··· Entries ···

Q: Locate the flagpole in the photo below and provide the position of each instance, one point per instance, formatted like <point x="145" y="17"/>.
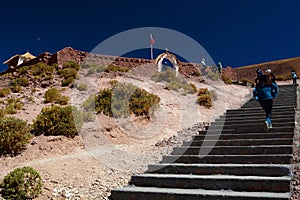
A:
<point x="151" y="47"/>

···
··· Entries ···

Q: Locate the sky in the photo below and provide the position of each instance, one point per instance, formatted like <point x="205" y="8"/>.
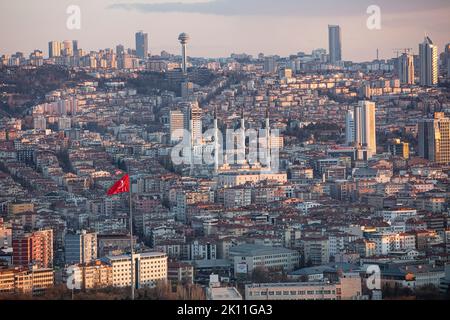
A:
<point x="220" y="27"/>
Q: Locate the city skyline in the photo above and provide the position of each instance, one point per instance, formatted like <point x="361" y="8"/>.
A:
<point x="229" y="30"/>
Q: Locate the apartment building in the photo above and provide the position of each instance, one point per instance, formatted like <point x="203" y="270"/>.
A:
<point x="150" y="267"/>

···
··· Entries ···

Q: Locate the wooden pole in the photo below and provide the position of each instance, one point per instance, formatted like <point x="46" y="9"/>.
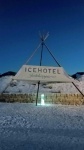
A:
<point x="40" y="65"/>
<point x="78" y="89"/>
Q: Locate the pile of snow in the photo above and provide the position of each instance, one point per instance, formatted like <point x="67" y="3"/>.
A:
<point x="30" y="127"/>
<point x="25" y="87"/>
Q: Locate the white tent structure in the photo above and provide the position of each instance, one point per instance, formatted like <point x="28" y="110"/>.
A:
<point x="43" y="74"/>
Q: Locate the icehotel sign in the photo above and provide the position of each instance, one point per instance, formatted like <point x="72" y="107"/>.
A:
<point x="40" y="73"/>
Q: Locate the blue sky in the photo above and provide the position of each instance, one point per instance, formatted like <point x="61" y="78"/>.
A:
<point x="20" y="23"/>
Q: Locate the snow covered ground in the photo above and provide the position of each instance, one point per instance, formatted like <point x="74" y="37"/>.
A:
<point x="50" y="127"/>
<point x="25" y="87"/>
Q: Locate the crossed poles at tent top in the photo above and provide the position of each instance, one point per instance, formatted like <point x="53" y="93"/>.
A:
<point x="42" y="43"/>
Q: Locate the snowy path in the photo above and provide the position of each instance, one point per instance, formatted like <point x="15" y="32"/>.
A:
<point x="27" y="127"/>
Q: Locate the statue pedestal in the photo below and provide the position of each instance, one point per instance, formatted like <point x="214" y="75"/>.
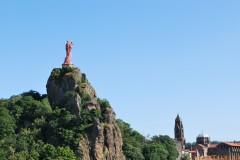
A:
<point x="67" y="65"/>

···

● **Work required**: Gather every line of the records above that contains the string "below". Copy each such line in full, in its original order.

● **Final result**:
Q: Locate the flagpole in the photo below and provide the position of each instance, one point per instance, formatted like <point x="145" y="17"/>.
Q: Locate the sky in the photo below and provide the position of each instance, one point per instance, formatted like <point x="205" y="8"/>.
Q: Locate the wooden pole in the photo below and provide the position of each instance, one point per instance, formatted like <point x="46" y="9"/>.
Q: Locate the statue pedestal in the photo below and provide the position of each instance, one point per instance, formatted like <point x="214" y="75"/>.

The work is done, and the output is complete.